• **Task to complete**: Format the records as a two-column CSV with the columns text and answer, one row per record and each value in its own quoted field with line breaks replaced by spaces. Begin at the line that contains "Where can the weathered" and stop after the line that contains "[[304, 390]]".

--- BEGIN Data in this exercise ---

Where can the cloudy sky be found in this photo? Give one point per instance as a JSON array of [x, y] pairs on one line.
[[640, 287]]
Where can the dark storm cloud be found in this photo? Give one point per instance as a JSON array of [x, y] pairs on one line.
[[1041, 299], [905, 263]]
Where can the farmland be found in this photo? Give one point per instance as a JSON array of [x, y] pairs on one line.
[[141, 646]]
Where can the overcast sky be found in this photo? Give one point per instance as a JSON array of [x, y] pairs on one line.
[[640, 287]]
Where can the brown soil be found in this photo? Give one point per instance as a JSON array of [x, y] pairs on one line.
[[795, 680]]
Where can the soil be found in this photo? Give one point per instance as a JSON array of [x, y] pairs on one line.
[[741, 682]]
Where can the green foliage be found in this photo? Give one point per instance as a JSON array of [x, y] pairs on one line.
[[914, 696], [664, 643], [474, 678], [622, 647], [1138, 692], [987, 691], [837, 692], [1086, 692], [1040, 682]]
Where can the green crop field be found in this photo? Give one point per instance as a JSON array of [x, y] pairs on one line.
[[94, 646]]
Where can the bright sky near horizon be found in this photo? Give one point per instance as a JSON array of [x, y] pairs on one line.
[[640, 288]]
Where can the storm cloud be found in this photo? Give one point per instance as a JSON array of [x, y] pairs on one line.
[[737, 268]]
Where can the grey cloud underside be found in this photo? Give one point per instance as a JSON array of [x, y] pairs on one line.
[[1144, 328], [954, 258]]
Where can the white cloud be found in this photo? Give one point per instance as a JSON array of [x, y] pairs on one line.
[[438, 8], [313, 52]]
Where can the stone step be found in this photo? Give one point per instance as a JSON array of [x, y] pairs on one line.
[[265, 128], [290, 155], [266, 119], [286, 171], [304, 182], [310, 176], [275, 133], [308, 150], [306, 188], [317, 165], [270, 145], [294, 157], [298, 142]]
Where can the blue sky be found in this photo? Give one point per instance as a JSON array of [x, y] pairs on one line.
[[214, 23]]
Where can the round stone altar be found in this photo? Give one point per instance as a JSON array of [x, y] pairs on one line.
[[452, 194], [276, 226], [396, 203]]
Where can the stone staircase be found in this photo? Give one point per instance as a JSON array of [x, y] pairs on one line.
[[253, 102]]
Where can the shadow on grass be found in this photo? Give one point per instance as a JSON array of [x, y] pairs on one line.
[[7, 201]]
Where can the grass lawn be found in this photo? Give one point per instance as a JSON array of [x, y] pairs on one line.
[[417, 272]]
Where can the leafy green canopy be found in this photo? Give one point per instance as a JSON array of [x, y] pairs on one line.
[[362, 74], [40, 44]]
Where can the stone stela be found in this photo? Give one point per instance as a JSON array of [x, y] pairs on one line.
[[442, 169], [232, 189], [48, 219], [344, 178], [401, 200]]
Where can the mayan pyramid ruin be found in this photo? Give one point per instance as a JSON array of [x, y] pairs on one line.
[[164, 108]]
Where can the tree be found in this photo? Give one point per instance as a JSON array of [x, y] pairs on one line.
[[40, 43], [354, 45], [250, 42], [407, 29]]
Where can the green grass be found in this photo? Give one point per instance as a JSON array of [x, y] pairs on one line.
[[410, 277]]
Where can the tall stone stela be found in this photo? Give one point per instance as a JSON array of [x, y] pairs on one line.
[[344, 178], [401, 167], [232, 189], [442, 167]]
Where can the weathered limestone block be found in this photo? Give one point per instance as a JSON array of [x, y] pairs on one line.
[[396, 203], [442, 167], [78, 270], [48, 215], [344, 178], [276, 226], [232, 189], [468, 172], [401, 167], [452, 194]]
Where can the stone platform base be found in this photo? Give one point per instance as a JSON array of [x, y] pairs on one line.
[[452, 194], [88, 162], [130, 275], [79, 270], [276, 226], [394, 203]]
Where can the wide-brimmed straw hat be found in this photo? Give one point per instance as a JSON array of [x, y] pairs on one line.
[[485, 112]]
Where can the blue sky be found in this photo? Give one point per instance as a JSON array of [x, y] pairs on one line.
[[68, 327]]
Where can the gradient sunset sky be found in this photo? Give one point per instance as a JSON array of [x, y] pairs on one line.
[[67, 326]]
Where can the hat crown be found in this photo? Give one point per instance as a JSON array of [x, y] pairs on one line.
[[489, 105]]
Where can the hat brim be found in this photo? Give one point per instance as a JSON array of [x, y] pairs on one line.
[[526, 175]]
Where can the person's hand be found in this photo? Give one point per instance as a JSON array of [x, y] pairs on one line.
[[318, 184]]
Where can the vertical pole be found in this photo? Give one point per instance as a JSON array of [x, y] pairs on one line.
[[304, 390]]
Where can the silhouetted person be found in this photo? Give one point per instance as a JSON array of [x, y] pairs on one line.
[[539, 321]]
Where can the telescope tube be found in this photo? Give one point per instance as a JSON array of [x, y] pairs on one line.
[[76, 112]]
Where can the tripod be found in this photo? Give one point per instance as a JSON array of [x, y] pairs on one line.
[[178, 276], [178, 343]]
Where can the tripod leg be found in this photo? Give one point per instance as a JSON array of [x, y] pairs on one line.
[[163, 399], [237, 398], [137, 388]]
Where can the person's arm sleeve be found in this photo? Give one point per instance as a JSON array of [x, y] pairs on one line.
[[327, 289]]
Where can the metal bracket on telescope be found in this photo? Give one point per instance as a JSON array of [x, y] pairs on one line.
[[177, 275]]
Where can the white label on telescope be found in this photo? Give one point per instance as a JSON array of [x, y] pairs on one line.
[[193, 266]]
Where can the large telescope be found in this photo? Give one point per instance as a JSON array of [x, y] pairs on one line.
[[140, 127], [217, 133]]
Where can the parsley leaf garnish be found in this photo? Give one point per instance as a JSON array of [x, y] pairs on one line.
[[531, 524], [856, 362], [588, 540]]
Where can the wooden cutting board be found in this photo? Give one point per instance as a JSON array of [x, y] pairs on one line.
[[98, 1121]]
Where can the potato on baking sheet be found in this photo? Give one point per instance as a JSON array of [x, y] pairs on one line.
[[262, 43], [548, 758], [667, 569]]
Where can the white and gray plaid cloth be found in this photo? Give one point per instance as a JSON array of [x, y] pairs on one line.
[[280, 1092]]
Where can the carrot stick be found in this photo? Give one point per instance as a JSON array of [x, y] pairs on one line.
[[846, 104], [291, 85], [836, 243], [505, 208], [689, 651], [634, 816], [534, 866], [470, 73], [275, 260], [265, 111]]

--- END Data in this exercise ---

• **Task output**:
text,answer
"Where can the weathered limestone block be found in this photo? Give one point per instance as a JSON array of [x, y] pairs on one line.","[[396, 203], [442, 167], [78, 270], [48, 215], [344, 178], [276, 226], [232, 189], [468, 172], [401, 167], [452, 194]]"
"Where can the stone platform base be found in this photo? Give one point per instance as a JSON array of [x, y] pairs on one line.","[[452, 194], [88, 162], [130, 275], [79, 270], [276, 226], [394, 203]]"
"Where can the wide-brimmed straw hat be found in this photo? Give one point per instance as a JSON array of [x, y] pairs on one line.","[[485, 112]]"
"Where can the blue sky be found in this photo? Give one point per instance as a JSON array of [x, y] pairs on one line.","[[68, 327]]"
"Where can the gradient sunset sky be found in this photo? Give one point per instance as a JSON array of [x, y] pairs on one line.","[[67, 326]]"
"Where can the hat crown be found in this photo? Give one point per instance as a JSON array of [x, y] pairs on one line.","[[489, 105]]"
"Where can the hat brim be found in this photo? Give one point per instance as a JSON array of [x, y] pairs on one line.","[[526, 175]]"
"Where can the person's hand be found in this photo? Give one point per instance as a JSON array of [x, y] pairs on one line.","[[318, 184]]"
"Where can the vertical pole be found in this photo? Give one point per instance as a JSON array of [x, y] pairs on one line.","[[304, 390]]"